=== YOUR OBJECTIVE ===
Write out the lines from the line containing "the dark wood" through the final line of the listing below, exactly, omitting every other line.

=== DATA PROVIDED ===

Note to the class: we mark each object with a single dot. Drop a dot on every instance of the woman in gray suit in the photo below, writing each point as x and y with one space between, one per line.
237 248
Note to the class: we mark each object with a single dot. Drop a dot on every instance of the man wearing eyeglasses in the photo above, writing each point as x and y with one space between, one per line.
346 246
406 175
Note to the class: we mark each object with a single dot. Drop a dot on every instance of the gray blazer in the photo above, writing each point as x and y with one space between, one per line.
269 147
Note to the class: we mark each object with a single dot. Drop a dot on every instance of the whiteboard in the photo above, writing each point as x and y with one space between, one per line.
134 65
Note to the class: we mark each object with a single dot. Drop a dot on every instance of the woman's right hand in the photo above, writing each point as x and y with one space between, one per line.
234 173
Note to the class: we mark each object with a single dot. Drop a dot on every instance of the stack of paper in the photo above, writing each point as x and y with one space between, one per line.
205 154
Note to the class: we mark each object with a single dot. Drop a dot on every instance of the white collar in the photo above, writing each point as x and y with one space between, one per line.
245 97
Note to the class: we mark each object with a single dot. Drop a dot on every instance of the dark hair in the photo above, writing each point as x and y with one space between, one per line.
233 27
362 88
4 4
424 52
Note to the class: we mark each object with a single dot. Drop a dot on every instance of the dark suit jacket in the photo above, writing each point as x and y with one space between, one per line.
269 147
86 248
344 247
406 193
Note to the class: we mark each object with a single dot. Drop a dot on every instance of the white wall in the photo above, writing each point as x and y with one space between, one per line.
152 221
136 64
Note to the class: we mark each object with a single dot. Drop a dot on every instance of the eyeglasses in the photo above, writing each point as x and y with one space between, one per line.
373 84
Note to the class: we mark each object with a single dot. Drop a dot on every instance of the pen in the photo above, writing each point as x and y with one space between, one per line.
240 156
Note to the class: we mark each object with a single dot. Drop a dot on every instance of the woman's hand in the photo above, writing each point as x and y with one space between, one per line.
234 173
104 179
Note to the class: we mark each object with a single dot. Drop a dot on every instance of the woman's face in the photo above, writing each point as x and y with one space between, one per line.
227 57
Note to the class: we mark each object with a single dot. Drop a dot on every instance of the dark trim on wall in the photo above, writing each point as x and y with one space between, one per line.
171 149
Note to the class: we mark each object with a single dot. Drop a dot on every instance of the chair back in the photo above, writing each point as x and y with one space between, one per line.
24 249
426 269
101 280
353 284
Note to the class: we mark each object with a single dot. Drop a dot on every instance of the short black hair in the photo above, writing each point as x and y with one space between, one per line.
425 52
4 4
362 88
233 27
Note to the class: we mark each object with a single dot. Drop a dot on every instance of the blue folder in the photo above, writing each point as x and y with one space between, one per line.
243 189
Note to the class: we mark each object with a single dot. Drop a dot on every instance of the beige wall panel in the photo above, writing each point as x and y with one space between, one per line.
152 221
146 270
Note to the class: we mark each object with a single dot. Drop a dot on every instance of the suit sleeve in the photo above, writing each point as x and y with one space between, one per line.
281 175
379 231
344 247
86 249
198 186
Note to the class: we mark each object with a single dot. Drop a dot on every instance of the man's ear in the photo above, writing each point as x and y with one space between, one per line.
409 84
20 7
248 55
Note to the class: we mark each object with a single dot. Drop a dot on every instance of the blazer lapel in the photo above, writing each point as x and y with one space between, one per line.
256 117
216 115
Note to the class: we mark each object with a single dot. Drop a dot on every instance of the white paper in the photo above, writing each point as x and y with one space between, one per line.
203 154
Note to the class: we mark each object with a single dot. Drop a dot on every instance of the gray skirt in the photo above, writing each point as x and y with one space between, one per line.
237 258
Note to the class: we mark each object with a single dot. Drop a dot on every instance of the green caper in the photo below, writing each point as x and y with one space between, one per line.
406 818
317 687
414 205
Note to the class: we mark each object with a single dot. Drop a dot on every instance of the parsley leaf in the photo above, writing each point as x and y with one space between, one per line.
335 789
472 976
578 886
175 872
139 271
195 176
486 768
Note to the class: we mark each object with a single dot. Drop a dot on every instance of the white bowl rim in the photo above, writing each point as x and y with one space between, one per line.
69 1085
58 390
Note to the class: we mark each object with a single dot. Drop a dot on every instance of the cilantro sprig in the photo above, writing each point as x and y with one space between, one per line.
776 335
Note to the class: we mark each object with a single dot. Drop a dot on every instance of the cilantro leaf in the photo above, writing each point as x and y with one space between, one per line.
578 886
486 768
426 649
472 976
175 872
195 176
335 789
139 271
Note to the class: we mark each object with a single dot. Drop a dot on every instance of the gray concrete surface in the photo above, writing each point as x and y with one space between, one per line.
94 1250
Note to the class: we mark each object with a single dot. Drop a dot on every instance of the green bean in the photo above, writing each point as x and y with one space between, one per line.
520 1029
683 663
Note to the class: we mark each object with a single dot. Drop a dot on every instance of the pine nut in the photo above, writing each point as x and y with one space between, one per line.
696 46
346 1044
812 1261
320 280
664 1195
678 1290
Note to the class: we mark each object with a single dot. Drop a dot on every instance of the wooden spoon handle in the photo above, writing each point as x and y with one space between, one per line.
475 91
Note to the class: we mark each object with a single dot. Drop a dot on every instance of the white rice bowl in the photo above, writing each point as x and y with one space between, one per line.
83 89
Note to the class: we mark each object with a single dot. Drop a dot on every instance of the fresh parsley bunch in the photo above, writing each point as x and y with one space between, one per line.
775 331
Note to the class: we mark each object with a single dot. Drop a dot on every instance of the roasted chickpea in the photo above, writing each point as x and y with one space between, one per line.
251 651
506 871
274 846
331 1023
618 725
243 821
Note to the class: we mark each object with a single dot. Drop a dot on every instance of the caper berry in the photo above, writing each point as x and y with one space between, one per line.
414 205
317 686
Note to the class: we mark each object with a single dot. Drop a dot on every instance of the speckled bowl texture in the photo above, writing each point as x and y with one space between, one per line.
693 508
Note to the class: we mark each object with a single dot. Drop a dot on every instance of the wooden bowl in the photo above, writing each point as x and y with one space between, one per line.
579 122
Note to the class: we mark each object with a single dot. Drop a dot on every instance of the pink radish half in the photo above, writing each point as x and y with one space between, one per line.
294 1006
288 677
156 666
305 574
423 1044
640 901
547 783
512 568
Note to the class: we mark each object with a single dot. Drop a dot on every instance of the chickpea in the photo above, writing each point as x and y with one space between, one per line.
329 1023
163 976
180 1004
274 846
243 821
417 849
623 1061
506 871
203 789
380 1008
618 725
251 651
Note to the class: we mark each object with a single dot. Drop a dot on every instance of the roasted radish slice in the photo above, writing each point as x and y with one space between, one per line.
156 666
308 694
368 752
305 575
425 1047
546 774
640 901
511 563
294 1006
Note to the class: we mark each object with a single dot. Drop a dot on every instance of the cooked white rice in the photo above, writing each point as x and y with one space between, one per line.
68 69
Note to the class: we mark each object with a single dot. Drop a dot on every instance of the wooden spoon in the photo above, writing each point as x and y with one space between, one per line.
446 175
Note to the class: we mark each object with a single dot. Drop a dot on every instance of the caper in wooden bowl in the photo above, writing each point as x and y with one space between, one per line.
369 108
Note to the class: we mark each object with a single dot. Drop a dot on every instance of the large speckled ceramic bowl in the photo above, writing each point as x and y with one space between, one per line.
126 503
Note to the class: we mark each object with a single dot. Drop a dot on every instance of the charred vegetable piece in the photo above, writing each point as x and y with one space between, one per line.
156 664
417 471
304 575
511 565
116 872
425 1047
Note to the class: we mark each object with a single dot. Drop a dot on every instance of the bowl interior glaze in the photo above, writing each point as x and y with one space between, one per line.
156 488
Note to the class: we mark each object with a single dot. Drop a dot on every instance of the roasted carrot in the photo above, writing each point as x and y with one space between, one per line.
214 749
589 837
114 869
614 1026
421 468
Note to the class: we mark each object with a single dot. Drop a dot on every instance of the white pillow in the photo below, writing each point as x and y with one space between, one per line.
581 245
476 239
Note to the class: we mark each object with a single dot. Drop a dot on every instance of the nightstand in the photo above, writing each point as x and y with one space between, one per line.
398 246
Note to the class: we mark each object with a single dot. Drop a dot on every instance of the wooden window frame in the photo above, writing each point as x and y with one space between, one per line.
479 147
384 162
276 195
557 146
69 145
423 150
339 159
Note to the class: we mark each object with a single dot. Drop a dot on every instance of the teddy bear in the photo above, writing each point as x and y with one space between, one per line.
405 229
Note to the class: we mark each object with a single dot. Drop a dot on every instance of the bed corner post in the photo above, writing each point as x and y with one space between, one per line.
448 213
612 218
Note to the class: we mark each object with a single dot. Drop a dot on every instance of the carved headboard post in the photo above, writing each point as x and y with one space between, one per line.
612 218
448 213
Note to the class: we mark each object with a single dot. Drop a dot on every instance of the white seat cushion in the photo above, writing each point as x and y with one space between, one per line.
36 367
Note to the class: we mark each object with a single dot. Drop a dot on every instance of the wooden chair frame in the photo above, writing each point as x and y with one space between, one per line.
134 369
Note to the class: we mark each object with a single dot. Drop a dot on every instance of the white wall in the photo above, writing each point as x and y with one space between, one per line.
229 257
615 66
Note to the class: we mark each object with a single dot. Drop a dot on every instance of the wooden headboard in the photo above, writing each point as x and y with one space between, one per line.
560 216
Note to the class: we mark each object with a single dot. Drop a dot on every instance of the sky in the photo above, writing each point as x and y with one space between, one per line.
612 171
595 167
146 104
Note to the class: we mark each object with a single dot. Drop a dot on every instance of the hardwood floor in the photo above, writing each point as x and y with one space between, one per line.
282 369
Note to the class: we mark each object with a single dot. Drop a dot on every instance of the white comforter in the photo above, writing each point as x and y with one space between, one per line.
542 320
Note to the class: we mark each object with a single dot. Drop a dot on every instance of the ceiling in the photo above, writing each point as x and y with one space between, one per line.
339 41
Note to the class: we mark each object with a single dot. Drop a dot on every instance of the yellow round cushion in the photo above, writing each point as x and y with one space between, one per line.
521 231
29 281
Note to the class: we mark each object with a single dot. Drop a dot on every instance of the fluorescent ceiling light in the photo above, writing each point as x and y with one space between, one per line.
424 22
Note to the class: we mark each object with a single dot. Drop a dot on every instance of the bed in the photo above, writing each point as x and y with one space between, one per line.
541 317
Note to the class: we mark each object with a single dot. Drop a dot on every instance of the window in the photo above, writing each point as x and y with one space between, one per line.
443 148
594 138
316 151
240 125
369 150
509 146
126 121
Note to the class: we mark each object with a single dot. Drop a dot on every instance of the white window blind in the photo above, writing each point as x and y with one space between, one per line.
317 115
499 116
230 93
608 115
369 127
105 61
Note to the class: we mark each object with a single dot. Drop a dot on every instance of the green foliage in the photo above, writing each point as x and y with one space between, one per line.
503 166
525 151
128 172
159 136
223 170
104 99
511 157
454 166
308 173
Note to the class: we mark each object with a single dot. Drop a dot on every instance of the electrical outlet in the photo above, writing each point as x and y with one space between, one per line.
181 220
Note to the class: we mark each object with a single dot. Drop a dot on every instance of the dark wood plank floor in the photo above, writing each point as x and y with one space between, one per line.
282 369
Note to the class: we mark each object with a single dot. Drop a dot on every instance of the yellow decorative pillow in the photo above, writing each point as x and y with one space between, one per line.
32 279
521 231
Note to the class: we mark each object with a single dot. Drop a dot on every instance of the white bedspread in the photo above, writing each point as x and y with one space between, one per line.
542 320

=== COMPLETE OUTPUT ===
Note to the class: we mark each object with a single dot. Drop a dot on every instance of the dark wood plank floor in the photo above, writing each point as x and y with one space between, one per line.
282 369
Note to the class: we mark each object with a single dot. Drop a dot on every instance of the yellow decorative pillow in the photo above, writing each point as x and y with one space between, one per line.
32 279
521 231
Note to the class: we mark each object with a single dot. Drop a dot on every instance of the white bedspread in the photo above, writing each point as x and y with one space between, one per line.
542 320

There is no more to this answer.